_Requirements_. Reproduce the entries below, replacing every occurrence of "instance" with "object" and keeping all other text unchanged. Leave the pictures out of your output.

_Records supplied_.

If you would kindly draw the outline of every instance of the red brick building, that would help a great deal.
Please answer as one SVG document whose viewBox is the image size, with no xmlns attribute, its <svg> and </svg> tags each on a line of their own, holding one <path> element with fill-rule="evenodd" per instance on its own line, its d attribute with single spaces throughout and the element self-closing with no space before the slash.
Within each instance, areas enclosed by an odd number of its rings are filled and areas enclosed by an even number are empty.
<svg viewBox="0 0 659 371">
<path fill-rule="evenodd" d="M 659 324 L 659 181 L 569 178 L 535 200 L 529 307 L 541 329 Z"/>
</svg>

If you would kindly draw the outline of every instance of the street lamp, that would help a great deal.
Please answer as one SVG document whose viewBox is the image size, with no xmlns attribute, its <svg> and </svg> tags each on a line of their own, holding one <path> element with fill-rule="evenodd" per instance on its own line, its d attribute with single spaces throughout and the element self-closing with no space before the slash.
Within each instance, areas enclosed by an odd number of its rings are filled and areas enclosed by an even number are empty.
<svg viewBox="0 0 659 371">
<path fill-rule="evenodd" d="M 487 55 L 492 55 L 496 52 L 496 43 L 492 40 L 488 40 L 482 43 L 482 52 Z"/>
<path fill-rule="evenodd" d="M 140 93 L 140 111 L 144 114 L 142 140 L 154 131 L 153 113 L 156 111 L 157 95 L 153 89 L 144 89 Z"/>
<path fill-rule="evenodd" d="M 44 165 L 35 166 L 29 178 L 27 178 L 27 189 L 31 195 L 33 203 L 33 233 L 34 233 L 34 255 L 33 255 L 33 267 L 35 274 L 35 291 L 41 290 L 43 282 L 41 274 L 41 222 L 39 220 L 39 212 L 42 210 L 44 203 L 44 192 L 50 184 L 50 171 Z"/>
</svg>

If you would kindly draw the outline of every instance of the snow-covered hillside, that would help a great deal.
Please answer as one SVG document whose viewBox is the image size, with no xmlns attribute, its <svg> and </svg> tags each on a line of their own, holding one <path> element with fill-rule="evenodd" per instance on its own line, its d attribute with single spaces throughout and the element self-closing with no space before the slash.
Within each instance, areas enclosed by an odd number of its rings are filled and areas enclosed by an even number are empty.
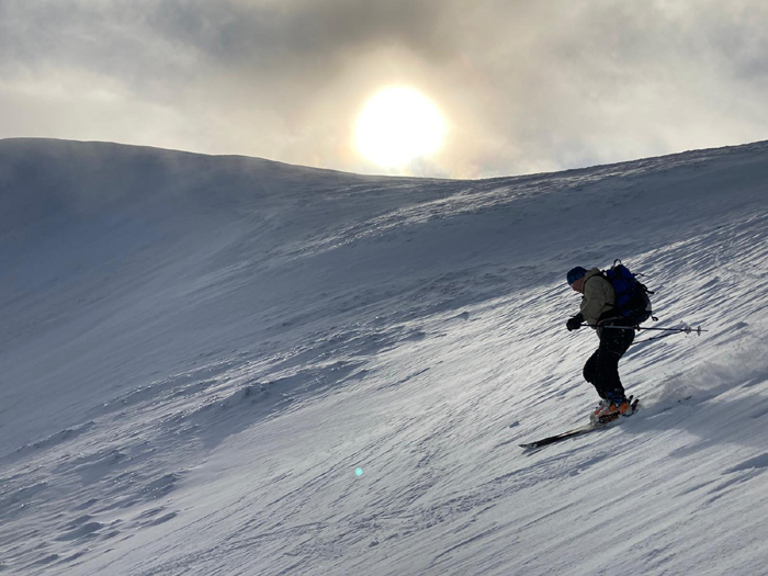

_Problem solution_.
If you would kindly draw the outline of every object of the red brick building, that would help a great deal.
Please answer as one SVG document whose viewBox is the image size, with no xmlns attribute, its <svg> and </svg> tags each on a line of their own, holding one <path> element with fill-rule="evenodd" per object on its own line, its d attribute with single spaces throughout and the element self-closing with no space before the slash.
Within each object, areas enclosed by an odd number of its rings are filled and areas enclosed by an even number are empty.
<svg viewBox="0 0 659 371">
<path fill-rule="evenodd" d="M 659 324 L 659 181 L 569 178 L 535 200 L 529 307 L 541 329 Z"/>
</svg>

If you would kindly draw the outline of every object of the street lamp, that would help a great deal.
Please answer as one SVG document whose viewBox is the image size, with no xmlns attribute, its <svg> and </svg> tags each on a line of their own, holding one <path> element with fill-rule="evenodd" per object on its own line, its d attribute with single spaces throughout and the element self-closing with no space before the slash.
Within each object, areas enclosed by an odd number of its rings are filled and areas enclosed by an even number are empty.
<svg viewBox="0 0 659 371">
<path fill-rule="evenodd" d="M 487 55 L 492 55 L 496 52 L 496 43 L 492 40 L 488 40 L 482 43 L 482 52 Z"/>
<path fill-rule="evenodd" d="M 140 93 L 140 111 L 144 114 L 142 140 L 154 131 L 153 113 L 156 111 L 157 95 L 153 89 L 144 89 Z"/>
<path fill-rule="evenodd" d="M 44 165 L 35 166 L 29 178 L 27 178 L 27 189 L 31 195 L 33 203 L 33 233 L 34 233 L 34 255 L 33 255 L 33 267 L 35 274 L 35 291 L 41 290 L 43 282 L 41 274 L 41 222 L 39 220 L 39 212 L 42 210 L 44 203 L 44 192 L 50 184 L 50 171 Z"/>
</svg>

If you would kindly draw the outline of every object of the snow-covered hillside, that would help a great deal.
Please answer as one SVG document whose viewBox is the image size, with no xmlns attribute, its <svg> and </svg> tags each on a line of their own, holding one <path> element with fill-rule="evenodd" per object on its own line, its d attribute with single spaces throughout and the element self-closing with no space before the slash.
Within each object, areas enclosed by an odd number of its rings are filled and areas enclosed by an even number are empty.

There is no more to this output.